### WHAT YOU SHOULD DO
Each line of the data that includes "mask" must be copied.

── TASK MATERIAL ──

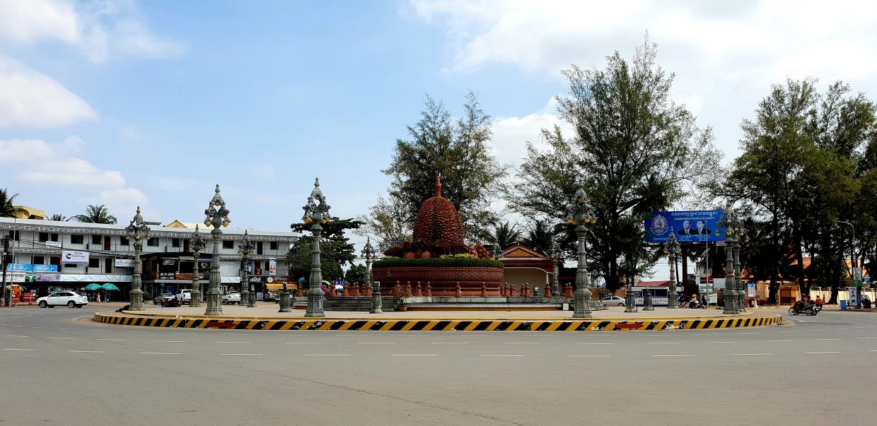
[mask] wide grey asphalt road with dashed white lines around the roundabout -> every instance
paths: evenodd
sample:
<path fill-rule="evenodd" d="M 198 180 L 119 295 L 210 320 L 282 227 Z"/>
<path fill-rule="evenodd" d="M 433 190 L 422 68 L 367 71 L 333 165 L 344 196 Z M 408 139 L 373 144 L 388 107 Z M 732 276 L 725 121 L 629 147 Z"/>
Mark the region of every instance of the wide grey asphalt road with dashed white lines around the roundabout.
<path fill-rule="evenodd" d="M 0 309 L 0 422 L 877 422 L 877 313 L 736 330 L 406 333 L 125 327 L 90 322 L 95 310 Z"/>

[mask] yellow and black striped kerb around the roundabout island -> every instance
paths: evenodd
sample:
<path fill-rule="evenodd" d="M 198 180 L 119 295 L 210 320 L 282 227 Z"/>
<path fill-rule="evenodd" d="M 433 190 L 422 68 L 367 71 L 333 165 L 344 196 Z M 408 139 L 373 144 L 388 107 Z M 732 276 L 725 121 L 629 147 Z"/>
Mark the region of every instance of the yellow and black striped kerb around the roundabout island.
<path fill-rule="evenodd" d="M 118 316 L 95 314 L 98 323 L 232 330 L 357 330 L 357 331 L 649 331 L 730 329 L 781 323 L 782 316 L 674 318 L 651 320 L 528 320 L 528 319 L 220 319 L 187 316 Z"/>

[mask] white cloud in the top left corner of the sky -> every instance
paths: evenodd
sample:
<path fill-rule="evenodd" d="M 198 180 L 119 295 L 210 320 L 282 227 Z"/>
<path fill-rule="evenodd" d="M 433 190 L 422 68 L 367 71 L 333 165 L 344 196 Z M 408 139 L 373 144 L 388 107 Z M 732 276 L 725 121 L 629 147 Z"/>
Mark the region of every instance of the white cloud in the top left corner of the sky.
<path fill-rule="evenodd" d="M 4 0 L 0 2 L 0 40 L 25 46 L 59 41 L 75 46 L 95 62 L 111 54 L 165 58 L 186 50 L 179 41 L 151 34 L 132 2 Z"/>

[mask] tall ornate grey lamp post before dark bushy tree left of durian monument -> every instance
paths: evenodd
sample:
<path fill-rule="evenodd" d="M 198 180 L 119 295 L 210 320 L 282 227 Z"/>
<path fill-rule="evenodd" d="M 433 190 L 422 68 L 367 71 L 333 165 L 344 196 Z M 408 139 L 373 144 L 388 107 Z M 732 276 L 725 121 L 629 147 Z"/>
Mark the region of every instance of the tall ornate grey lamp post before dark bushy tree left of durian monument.
<path fill-rule="evenodd" d="M 319 202 L 317 204 L 314 202 Z M 321 224 L 327 224 L 331 220 L 329 209 L 331 206 L 326 202 L 323 191 L 320 190 L 320 179 L 314 181 L 314 190 L 310 191 L 308 203 L 302 208 L 304 216 L 302 220 L 305 224 L 310 225 L 310 233 L 314 237 L 314 249 L 310 252 L 310 281 L 308 285 L 308 309 L 304 316 L 326 316 L 323 312 L 323 301 L 325 300 L 325 292 L 320 285 L 323 283 L 323 270 L 320 269 L 320 234 L 323 233 Z M 290 225 L 292 227 L 292 225 Z"/>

───

### EXPECTED ANSWER
[mask] wide grey asphalt road with dashed white lines around the roundabout -> every instance
[mask] yellow and black striped kerb around the roundabout island -> every instance
[mask] white cloud in the top left corner of the sky -> every instance
[mask] tall ornate grey lamp post before dark bushy tree left of durian monument -> every instance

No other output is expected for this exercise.